** Opening Extracted text block **
István Bujtor (5 May 1942 – 25 September 2009), born István Frenreisz, was a Hungarian actor, director, producer and screenplay writer. He starred in the TV mini-series Mathias Sandorf based on the novel Mathias Sandorf by Jules Verne as Mathias Sandorf in 1979.

Biography 
Bujtor started his acting career in 1964, and played in more than a hundred Hungarian films. He won the Béla Balázs Award in 1979.

In the early 1980s he became known as the Hungarian voice of Bud Spencer. Based on his real life similarity with Spencer, later a series of Hungarian comedies were created in the Bud Spencer-Terence Hill genre, in which Bujtor played hard-hitting detective Csöpi Ötvös partnered with fellow Hungarian actor András Kern.

In January 2008 he became the director of the Petőfi Theatre in Veszprém.
** Closing Extracted text block **
In the István Bujtor text, change "detective" to "inspector" and give the passage between "In the early" and "actor András Kern.", inclusive.
** Opening Given records block **
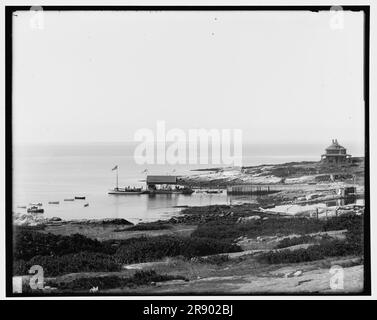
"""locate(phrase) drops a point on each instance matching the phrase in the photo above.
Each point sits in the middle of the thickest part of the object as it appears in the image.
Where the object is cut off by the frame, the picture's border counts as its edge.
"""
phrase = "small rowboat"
(35, 209)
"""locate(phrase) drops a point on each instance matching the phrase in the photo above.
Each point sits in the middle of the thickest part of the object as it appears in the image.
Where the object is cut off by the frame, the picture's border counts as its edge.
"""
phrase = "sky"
(280, 77)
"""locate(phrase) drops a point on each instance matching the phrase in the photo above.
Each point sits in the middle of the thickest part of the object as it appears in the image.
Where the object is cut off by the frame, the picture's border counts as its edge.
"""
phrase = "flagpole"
(117, 178)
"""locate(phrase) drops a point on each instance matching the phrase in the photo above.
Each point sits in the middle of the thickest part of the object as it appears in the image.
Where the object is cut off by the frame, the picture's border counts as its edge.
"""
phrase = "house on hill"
(336, 154)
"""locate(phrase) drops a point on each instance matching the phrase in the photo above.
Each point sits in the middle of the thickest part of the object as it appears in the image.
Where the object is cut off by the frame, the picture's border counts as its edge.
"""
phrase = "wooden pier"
(249, 189)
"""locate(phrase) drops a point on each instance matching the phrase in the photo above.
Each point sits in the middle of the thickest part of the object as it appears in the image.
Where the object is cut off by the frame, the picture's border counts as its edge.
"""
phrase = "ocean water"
(43, 173)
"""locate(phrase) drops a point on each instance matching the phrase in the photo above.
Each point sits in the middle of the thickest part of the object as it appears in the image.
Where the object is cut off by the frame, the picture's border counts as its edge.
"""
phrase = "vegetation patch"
(69, 263)
(227, 229)
(109, 282)
(146, 227)
(352, 245)
(149, 249)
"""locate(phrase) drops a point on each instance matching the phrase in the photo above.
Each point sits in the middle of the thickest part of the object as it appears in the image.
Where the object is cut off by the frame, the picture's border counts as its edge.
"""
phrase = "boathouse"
(336, 154)
(161, 180)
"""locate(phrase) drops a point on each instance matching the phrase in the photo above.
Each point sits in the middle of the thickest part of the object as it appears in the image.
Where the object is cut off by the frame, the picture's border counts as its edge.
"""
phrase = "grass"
(352, 245)
(228, 229)
(110, 282)
(149, 249)
(76, 253)
(146, 227)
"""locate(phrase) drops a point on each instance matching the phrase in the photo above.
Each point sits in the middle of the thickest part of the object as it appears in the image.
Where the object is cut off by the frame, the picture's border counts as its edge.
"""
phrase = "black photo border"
(9, 10)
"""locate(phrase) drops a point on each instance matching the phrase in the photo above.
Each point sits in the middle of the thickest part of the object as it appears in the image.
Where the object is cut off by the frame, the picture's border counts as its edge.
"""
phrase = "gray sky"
(100, 76)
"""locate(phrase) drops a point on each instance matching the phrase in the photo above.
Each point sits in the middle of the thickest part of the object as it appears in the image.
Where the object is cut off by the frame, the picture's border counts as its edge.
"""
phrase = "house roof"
(335, 145)
(161, 179)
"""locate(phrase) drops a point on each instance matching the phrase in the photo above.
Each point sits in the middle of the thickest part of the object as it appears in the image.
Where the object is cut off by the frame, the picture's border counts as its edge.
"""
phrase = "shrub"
(146, 227)
(69, 263)
(108, 282)
(149, 249)
(329, 248)
(32, 243)
(288, 242)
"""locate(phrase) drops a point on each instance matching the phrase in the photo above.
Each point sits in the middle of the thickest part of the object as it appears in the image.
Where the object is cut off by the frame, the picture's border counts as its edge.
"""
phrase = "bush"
(69, 263)
(149, 249)
(329, 248)
(109, 282)
(288, 242)
(146, 227)
(32, 243)
(230, 230)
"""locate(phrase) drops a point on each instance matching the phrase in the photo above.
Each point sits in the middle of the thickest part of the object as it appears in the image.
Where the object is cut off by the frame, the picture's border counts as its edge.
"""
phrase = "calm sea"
(43, 173)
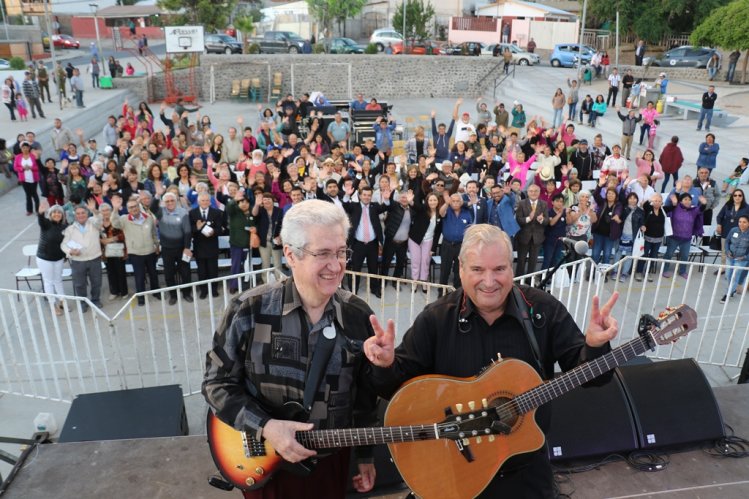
** Closing Given records block **
→ Solution for this exercise
In the early 1980s he became known as the Hungarian voice of Bud Spencer. Based on his real life similarity with Spencer, later a series of Hungarian comedies were created in the Bud Spencer-Terence Hill genre, in which Bujtor played hard-hitting inspector Csöpi Ötvös partnered with fellow Hungarian actor András Kern.